## What is needed
Rescale the rows from the beginning through the line containing "[[61, 111, 111, 156], [144, 291, 193, 345]]", both ends included: repeat each line, requests too, but multiply every bounding-box coordinate in the answers by 0.9 and round to whole numbers, with halves rounded up. Keep the numbers in the requests, including their format sample, as they are.

## Data shown
# # #
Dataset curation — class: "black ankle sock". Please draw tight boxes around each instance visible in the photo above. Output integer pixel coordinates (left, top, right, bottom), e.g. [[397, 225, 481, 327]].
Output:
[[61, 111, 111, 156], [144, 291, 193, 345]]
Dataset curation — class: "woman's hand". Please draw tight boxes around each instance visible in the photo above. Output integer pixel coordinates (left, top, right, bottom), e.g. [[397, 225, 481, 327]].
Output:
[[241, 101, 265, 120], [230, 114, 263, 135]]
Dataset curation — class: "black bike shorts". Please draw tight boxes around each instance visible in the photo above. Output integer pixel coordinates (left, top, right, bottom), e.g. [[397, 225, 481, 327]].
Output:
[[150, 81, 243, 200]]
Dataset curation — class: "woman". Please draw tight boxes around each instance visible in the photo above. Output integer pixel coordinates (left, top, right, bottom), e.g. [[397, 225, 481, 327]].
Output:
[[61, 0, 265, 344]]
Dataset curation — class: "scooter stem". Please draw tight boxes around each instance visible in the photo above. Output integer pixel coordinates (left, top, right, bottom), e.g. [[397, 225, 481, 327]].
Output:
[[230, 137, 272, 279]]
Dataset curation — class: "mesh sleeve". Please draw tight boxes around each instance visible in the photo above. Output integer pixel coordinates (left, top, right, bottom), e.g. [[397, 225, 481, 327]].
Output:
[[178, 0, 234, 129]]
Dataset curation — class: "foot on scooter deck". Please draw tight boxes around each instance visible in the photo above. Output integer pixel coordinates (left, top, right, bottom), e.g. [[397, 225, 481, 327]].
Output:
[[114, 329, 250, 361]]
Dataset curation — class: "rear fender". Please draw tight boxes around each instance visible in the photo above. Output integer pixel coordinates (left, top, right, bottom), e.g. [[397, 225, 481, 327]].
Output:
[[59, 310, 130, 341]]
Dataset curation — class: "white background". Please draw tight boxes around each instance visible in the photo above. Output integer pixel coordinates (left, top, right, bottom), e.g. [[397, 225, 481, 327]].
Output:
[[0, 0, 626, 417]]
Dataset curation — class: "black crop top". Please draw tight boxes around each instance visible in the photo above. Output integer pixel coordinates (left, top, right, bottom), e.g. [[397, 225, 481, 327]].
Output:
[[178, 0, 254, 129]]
# # #
## Answer for this exercise
Dataset curation — class: "black ankle sock". Please draw tight boxes around each instance visible in the photo above. Output integer pixel coordinates (left, top, right, bottom), e.g. [[397, 225, 481, 327]].
Output:
[[55, 100, 100, 140], [130, 262, 174, 311]]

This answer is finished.